Aufgabe:
Was ging laut dem Lesetext dem Arbeitsloswerden oft voraus?

Lesetext:
----

Nützliche Sündenböcke
Unser Wirtschaftssystem profitiert von den unfreiwillig Arbeitslosen — die eigentlichen Schmarotzer befinden sich an der Spitze des Systems.
Arbeitslosigkeit hat nicht unbedingt etwas mit persönlichem Versagen oder mit tragischen Schicksalsschlägen zu tun. An der systemimmanenten Erwerbslosigkeit hängen Arbeitsplätze. Ein riesiger Apparat beschäftigt unzählige Angestellte, die die Nicht-Arbeit ihrer Mitmenschen verwalten. Diese wiederum sehen sich nicht nur der Tortur eines Zettelkriegs ausgesetzt, sondern auch der Diffamierung. Sie seien Schmarotzer und machten es sich auf der sozialen Hängematte bequem, so heißt es dann häufig in den Diskursen über die Leistungsträger der Gesellschaft. Dass diesem Arbeitsloswerden oft eine Stellenstreichung zwecks Erhöhung der Gewinnmargen vorausging, interessiert am Ende niemanden. Die auf Existenzminimum Lebenden sehen sich des Sinns ihres Daseins beraubt, während sich die Profiteure an der Systemspitze horrender Gewinne erfreuen.
„Was machst Du?“ — „Ich bin arbeitslos“ — „Oh, ich danke Dir!“.
Ein solcher Dialog ist wohl eher schwer vorstellbar in unserer Gesellschaft. Derjenige, der energisch dem materiellen Heil und der vollendeten Leistung hinterherläuft, gilt als achtenswert, wird bewundert, beneidet, hofiert, belohnt.
Wer das Pech hat, keine Arbeit zu finden — und hier meine ich nicht unwürdige Ein-Euro-Ausbeutung oder ähnliche Neo-Sklaverei —, also arbeitslos ist und auch noch mit seinem Nichtstun Steuergelder „verbraucht“, hat schon eine weniger gute Stellung. Wer nun gar keine Lust hat, das Rattenrennen mitzumachen, gilt schnell als asozial oder Schmarotzer.

----

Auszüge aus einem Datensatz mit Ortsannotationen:
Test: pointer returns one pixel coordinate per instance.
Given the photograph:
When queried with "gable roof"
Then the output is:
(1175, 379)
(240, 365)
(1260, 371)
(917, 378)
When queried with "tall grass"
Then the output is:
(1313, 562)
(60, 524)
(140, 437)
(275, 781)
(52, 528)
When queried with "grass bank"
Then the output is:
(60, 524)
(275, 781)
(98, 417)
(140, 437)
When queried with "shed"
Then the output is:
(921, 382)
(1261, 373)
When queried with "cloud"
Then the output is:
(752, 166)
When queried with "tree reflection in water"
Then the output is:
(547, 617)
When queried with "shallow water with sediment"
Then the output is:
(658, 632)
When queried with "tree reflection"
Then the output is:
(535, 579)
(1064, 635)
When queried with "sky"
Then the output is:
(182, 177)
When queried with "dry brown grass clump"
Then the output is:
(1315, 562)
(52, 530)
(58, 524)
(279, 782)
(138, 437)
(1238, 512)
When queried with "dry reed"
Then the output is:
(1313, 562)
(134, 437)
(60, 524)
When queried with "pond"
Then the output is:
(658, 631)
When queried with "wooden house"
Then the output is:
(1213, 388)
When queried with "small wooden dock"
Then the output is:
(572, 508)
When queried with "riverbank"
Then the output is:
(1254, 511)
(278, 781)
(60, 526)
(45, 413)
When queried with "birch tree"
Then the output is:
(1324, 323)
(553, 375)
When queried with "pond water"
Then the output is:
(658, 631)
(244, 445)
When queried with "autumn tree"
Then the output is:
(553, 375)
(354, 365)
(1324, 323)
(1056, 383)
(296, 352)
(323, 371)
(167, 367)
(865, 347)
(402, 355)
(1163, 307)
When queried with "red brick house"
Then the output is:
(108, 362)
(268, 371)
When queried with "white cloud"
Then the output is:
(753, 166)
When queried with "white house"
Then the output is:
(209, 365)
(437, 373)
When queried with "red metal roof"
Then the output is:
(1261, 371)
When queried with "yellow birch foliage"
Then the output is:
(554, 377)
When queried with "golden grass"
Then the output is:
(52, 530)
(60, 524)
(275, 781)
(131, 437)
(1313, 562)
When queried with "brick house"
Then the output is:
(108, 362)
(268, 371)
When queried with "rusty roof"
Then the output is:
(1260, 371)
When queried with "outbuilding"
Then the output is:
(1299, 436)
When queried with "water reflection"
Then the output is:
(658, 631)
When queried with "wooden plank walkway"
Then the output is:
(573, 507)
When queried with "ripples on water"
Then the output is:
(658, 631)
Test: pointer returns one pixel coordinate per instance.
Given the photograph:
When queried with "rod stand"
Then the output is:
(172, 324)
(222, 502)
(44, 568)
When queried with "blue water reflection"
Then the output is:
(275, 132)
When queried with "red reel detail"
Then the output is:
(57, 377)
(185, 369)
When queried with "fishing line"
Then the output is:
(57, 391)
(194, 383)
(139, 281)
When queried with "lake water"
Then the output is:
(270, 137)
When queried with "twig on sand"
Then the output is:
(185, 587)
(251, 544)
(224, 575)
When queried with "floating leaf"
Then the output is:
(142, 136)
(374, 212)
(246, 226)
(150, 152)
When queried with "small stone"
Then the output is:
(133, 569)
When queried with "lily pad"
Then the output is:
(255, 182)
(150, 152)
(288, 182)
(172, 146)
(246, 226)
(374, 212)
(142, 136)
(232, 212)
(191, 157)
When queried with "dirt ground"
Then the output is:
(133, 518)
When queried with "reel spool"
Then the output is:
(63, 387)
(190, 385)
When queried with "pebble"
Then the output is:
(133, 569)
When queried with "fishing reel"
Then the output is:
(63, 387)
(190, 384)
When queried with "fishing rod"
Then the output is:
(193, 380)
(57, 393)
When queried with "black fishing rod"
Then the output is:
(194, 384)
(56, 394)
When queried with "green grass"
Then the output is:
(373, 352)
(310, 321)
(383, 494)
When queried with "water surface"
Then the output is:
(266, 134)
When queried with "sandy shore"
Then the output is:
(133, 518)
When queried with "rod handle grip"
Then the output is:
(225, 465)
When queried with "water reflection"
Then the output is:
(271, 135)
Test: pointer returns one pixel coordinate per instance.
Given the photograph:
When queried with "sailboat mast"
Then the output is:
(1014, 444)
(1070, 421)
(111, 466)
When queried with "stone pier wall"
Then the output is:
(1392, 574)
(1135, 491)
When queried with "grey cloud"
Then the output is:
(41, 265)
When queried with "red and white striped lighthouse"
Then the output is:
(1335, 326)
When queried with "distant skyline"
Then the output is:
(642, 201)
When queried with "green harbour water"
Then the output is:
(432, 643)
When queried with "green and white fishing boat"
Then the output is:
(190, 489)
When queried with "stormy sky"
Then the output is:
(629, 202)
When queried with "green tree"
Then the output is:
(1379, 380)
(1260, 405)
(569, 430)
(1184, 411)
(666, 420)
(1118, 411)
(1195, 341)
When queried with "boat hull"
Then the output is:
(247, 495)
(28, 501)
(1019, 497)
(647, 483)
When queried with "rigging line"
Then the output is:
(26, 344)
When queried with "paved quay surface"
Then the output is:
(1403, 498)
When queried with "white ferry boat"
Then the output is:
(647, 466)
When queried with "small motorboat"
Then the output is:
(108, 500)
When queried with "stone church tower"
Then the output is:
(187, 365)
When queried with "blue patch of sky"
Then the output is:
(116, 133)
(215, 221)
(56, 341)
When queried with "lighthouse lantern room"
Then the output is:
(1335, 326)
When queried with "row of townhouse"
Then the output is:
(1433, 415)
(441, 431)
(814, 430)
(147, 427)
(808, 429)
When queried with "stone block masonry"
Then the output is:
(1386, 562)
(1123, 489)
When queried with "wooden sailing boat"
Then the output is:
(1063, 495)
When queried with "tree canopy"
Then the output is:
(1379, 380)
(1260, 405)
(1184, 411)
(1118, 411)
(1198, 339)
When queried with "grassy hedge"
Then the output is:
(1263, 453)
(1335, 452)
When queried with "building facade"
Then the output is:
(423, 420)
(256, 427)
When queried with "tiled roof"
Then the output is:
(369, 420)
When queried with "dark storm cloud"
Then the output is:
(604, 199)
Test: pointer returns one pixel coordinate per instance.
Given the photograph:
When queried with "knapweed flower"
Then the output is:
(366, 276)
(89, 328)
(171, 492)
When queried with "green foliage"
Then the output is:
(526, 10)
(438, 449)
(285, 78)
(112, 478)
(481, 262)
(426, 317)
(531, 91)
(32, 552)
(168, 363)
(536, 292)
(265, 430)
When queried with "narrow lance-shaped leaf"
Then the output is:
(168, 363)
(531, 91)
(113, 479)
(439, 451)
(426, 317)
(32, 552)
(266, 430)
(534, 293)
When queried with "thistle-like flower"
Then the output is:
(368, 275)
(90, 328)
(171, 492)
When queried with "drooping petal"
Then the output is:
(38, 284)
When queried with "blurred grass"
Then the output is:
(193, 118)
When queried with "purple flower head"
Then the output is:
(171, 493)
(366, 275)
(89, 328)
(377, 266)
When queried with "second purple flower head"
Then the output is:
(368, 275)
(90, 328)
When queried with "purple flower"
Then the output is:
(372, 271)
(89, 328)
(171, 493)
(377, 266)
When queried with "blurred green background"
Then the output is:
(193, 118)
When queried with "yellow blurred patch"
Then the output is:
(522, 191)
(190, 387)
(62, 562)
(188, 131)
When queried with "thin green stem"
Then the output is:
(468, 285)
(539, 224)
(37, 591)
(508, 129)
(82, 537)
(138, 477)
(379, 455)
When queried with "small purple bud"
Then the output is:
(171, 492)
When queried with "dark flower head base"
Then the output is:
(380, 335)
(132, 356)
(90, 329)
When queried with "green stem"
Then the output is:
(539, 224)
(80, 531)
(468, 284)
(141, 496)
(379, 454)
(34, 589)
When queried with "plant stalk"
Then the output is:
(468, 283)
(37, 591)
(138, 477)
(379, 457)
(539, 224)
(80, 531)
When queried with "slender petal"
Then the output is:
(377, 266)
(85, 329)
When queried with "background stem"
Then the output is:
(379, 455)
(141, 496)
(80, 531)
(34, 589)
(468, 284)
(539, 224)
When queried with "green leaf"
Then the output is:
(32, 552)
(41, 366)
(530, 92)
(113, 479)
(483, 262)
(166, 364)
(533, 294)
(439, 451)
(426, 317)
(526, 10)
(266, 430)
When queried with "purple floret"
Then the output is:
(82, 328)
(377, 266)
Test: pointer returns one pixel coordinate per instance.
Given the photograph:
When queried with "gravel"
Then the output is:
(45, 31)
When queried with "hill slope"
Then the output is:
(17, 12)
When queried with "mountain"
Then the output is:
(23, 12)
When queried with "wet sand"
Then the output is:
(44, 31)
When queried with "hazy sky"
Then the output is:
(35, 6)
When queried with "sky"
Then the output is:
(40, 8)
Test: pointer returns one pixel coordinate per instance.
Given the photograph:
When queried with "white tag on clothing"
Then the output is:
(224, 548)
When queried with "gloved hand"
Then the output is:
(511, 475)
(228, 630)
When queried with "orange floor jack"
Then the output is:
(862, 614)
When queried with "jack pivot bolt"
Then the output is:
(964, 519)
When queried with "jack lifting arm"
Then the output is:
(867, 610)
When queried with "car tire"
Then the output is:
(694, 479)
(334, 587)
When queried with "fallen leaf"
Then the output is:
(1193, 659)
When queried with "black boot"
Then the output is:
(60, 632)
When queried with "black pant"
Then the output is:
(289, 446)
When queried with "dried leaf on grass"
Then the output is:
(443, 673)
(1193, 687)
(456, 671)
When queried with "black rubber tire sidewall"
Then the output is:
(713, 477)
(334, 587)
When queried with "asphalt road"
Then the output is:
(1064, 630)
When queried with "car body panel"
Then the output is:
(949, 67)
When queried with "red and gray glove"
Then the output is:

----

Ergebnis:
Eine Stellenstreichung zwecks Erhöhung der Gewinnmargen.